--- What this exercise asks ---
A: For each statement, answer yes or no according to the travel excerpt and quote its exact deciding words: (i) the house on the property was once a wooden barn; (ii) Richie and Daniel set up the pit-fire during dinner; (iii) the alarm wakes Daniel at 6am.
B: Pick up the travel excerpt after its final sentence and keep writing it.

--- Excerpt to read ---
_ _ _

There is an instant and collective “whoa” at the magnificence of the 190-acre property. From the house, which was once a wooden barn, a streaming river can be heard. In the dry afternoon heat, it’s not long before we’re cooling off in one of the river’s pools fed by a waterfall and surrounded by verdant forest. It’s a wholly immersive experience.
A long nightcap
Rivers of wine and whiskey begin to flow as daylight fades away. Spanish tapas materialise and we’re enjoying a catered seven-course dinner under a canopy of stars. Charge your glasses! Salud. A few stories about Richie, the man of the moment. Some words of gratitude from Richie, notably “the valiant work by Daniel and Edan in organising this event and to everyone for making such an immense effort to be here”. Glasses clink. More cheers. And then, steadily increasing slurred conversation.
We retire, not to bed, but to a small pit-fire encircled by wooden chairs, which Edan and Dave had set up while the rest of us finished dinner. It becomes the focal point for the rest of the night as we stretch out and sip more scotch until midnight comes and goes and flickering flames reduce to embers. We finally surrender to sleep on our terms, only after having squeezed every drop from this day, knowing that when this time is gone, it’s gone forever. There is only now. Embrace everything.

“Of all the paths you take in life, make sure a few of them are dirt” – John Muir
The alarm clock yanks Daniel from a deep sleep. It’s 5am. We’ve slept about ten hours in the past sixty. Daniel moves about the house trying to raise the dead. It’s an uphill battle and the real hills are still ahead of us. Strong coffee and uplifting stereo sonics is a remedy for most zombies who begin preparing backpacks for today’s Sequoia hike. After almost two hours of slow motion, we tumble into the Sprinter and we’re about to leave when Edan emerges from the house, moving like a sloth towards us. He collapses in the car muttering incoherently, saliva rolling down his chin (technically face rug). Though, in Edan, like the rest of us, there is an innate fascination with mountains that cannot be resisted and with the group now complete we set out.

_ _ _

--- Data excerpt ---

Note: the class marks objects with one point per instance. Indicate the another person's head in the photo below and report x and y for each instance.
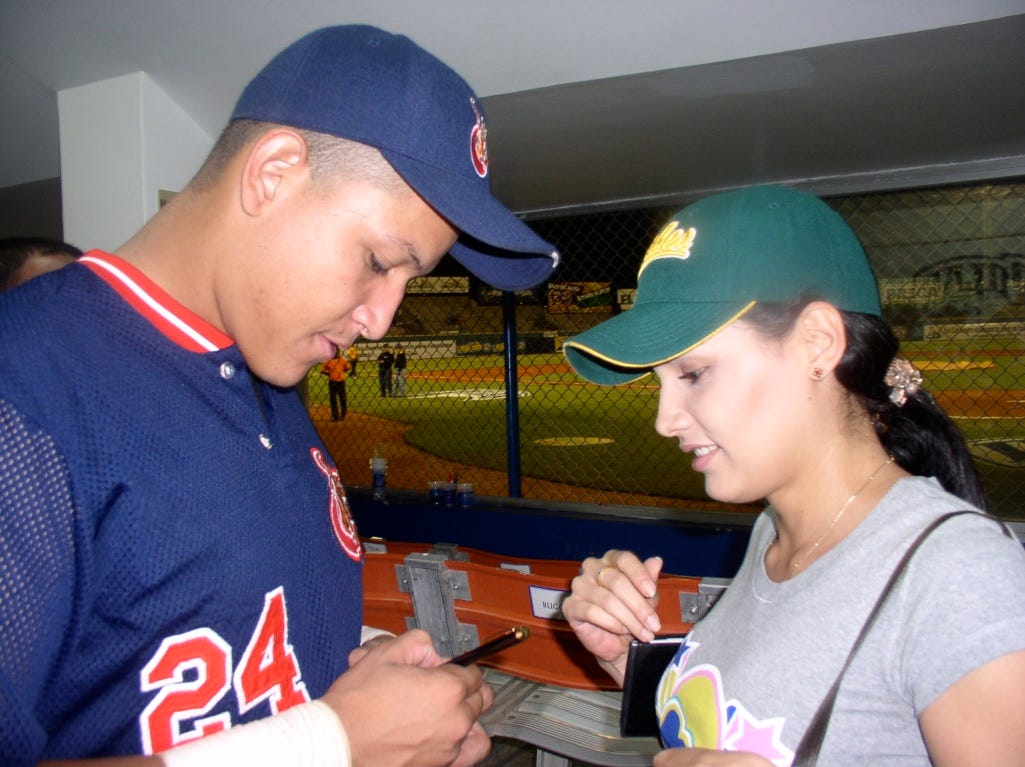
(25, 257)
(760, 314)
(363, 160)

_ _ _

--- Answers ---
A:
(i) Yes: "the house, which was once a wooden barn"
(ii) No: "which Edan and Dave had set up while the rest of us finished dinner"
(iii) No: "It’s 5am."

B:
It’s a steep and winding 35-mile drive to the trailhead, 7200 feet above sea level; about 6500 vertical feet above the ranch and in line with Australia’s tallest peak, Mount Kosciuszko. At this altitude, Sequoia National Park is home to groves of giant Redwoods, which stand upright, grand and imposing, stretching more than 300 feet into the sky, some having started their ascent 1500 years ago. It is also the territory of diverse wildlife, including coyotes, mountain lions and black bears, the latter having avoided extinction in this part of California unlike the sorry fate of their grizzly cousins (who still appear on the state flag).
The out-and-back hike rises steadily over four miles up to Lake Heather with an elevation gain of about 2300 feet and with our nav-man, Tal, having memorised the map, staying on course is assured. Step by step a fresh state of mind engulfs us – it really is a privilege to be in this spectacular environment. The influential naturalist John Muir said of California’s wilderness: “Climb the mountains and get their good tidings. Nature’s peace will flow into you as sunshine flows into trees. The winds will blow their own freshness into you, and the storms their energy, while cares will drop away from you like the leaves of autumn.”
After a series of steep switchbacks and about three miles in, we emerge from the dense forest to the ‘Watchtower’, a colossal pinnacle of granite rock with sweeping views of the valley below. With a head for heights, Edan comfortably perches himself near the precipice, taking in the scene from the best vantage point. It induces fear and vertigo in some, with pleas to shuffle back falling on deaf ears. Others take it all in from a little further back. Timeless beauty on such an awesome scale.
From here, the trail becomes increasingly rocky where it has been chiselled from granite cliffs. Along this segment, every step is rewarded with breathtaking sights – Mount Silliman’s jagged summit at 11,200 feet, sheer cliffs along the canyon’s northern wall and a series of cascades still trickling at the end of summer.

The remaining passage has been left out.